| Instructions to follow |
Reproduce the rows below with every "instance" replaced by "object", keeping everything else the same.

| Listing |
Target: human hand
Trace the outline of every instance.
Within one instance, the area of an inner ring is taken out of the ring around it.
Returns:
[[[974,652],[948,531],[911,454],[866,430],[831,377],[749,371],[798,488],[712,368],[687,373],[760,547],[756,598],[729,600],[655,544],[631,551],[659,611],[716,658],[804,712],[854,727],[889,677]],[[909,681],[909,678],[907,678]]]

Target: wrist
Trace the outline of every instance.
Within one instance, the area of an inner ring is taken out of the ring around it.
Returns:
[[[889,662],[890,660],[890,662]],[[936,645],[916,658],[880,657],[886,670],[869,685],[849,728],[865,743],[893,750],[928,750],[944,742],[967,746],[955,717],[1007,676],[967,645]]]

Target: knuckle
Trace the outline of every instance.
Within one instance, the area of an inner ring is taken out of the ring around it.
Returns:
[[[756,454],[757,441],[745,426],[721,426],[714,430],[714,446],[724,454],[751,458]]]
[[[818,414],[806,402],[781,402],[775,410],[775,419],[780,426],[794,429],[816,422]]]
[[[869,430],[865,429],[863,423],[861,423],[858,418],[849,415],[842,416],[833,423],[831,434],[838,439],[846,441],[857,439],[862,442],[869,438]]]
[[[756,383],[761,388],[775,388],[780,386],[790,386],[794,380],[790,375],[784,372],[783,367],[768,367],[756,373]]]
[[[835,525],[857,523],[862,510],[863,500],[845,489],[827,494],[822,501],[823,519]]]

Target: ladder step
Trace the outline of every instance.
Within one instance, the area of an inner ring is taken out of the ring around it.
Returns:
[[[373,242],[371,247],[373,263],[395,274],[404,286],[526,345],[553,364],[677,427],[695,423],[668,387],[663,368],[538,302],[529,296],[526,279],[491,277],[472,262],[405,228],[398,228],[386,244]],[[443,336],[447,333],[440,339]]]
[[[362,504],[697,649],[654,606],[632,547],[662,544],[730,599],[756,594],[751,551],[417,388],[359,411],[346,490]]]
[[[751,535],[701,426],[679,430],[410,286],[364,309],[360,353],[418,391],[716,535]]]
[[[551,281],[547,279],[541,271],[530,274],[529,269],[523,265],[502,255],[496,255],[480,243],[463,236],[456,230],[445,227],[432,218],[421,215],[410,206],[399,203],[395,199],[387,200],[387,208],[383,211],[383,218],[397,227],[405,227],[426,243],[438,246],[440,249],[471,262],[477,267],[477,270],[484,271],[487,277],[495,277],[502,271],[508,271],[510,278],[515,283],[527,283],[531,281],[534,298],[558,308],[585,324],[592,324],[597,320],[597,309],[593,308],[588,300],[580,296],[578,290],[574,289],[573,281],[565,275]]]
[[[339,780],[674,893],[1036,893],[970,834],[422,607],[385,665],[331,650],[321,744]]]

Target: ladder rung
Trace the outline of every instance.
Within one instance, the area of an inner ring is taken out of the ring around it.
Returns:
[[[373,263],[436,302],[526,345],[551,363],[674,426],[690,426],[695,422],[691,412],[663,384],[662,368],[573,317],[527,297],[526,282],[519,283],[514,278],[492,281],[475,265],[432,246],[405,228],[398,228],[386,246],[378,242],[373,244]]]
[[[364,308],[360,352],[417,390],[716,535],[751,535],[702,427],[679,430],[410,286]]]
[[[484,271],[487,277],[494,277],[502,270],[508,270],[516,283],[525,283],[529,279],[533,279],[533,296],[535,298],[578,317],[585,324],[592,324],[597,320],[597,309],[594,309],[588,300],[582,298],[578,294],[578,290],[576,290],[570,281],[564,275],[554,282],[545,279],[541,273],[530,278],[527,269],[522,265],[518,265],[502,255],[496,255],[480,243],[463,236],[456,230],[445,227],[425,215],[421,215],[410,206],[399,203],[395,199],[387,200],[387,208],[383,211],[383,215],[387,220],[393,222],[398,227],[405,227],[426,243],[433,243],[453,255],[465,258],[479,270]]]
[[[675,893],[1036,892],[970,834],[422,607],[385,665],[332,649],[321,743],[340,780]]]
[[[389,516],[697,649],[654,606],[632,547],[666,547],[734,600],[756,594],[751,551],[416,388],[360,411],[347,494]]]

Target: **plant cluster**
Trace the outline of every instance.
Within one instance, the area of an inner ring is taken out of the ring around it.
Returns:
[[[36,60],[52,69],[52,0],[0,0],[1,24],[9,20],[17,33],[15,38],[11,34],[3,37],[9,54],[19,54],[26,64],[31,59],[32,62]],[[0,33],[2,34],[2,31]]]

| Output of the task |
Target: human hand
Trace the outline of every object.
Within one object, the area of an inner ring is taken out of the ring around it.
Returns:
[[[974,652],[948,531],[911,454],[866,430],[831,377],[749,371],[798,488],[712,368],[687,373],[760,547],[756,598],[729,600],[655,544],[631,551],[659,611],[716,658],[804,712],[854,727],[889,677]],[[909,681],[909,678],[907,678]]]

Target: wrist
Trace the outline of every object.
Within one object, the area of an inner ring is taken out of the ring around it.
Returns:
[[[889,662],[890,660],[890,662]],[[936,645],[916,658],[880,657],[886,670],[869,685],[849,728],[865,743],[893,750],[928,750],[944,742],[967,746],[955,717],[1007,676],[967,645]]]

Target: knuckle
Trace the outline of every object.
Within one object, the area of an inner ring is taken out of the ring around it.
Returns:
[[[756,454],[757,441],[745,426],[721,426],[714,430],[714,446],[724,454],[751,458]]]
[[[818,414],[806,402],[781,402],[775,410],[775,419],[780,426],[794,429],[816,422]]]
[[[869,430],[865,429],[863,423],[861,423],[858,418],[849,415],[842,416],[833,423],[831,434],[838,439],[846,441],[857,439],[862,442],[869,438]]]
[[[756,383],[761,388],[775,388],[780,386],[790,386],[794,380],[790,375],[784,372],[783,367],[768,367],[756,373]]]
[[[835,525],[857,523],[862,510],[863,500],[845,489],[827,494],[822,501],[823,519]]]

Target: ladder step
Trace the outline of every object.
Within one object, the area of an inner ring is taken out of the ring around it.
Returns:
[[[373,242],[371,247],[373,263],[395,274],[404,286],[526,345],[553,364],[677,427],[695,423],[668,387],[663,368],[538,302],[529,296],[526,279],[491,277],[472,262],[405,228],[398,228],[386,244]],[[443,336],[447,333],[440,339]]]
[[[362,504],[697,649],[654,606],[632,547],[662,544],[730,599],[756,594],[751,551],[417,388],[359,411],[346,490]]]
[[[751,535],[701,426],[679,430],[410,286],[364,309],[360,353],[418,391],[716,535]]]
[[[551,281],[547,279],[541,271],[530,274],[529,269],[523,265],[502,255],[496,255],[480,243],[463,236],[456,230],[445,227],[432,218],[421,215],[410,206],[399,203],[395,199],[387,200],[387,208],[383,211],[383,218],[397,227],[405,227],[426,243],[438,246],[440,249],[471,262],[477,267],[477,270],[484,271],[487,277],[495,277],[502,271],[508,271],[510,278],[515,283],[527,283],[531,281],[534,298],[558,308],[585,324],[592,324],[597,320],[597,309],[593,308],[588,300],[580,296],[578,290],[574,289],[573,281],[565,275]]]
[[[339,780],[674,893],[1036,893],[970,834],[422,607],[385,665],[331,650],[321,744]]]

Target: ladder rung
Trace the outline of every object.
Within one object, the area of an inner ring is taken out of the ring around it.
Returns:
[[[373,263],[436,302],[526,345],[551,363],[674,426],[690,426],[695,422],[691,412],[663,384],[662,368],[573,317],[527,297],[526,282],[519,283],[514,278],[492,281],[475,265],[432,246],[405,228],[398,228],[386,246],[378,242],[373,244]]]
[[[364,308],[360,352],[417,390],[716,535],[751,535],[702,427],[679,430],[410,286]]]
[[[484,271],[487,277],[494,277],[502,270],[508,270],[516,283],[525,283],[529,279],[533,279],[533,296],[535,298],[578,317],[585,324],[592,324],[597,320],[597,309],[594,309],[588,300],[582,298],[578,294],[578,290],[576,290],[570,281],[564,275],[554,282],[545,279],[541,273],[530,278],[527,269],[522,265],[518,265],[502,255],[496,255],[480,243],[463,236],[456,230],[445,227],[425,215],[421,215],[410,206],[399,203],[395,199],[387,200],[387,208],[383,211],[383,215],[387,220],[393,222],[398,227],[405,227],[426,243],[433,243],[453,255],[465,258],[479,270]]]
[[[675,893],[1036,892],[970,834],[422,607],[385,665],[332,649],[321,743],[340,780]]]
[[[389,516],[697,649],[654,606],[632,547],[666,547],[734,600],[756,594],[751,551],[416,388],[360,411],[347,494]]]

Target: **plant cluster**
Trace the outline of every object.
Within one object, the area of an inner ring is taken out of the ring around it.
Returns:
[[[36,60],[52,69],[52,0],[0,0],[1,24],[9,20],[17,33],[15,38],[11,34],[3,37],[9,54],[19,54],[26,64],[31,59],[32,62]],[[0,33],[2,34],[2,31]]]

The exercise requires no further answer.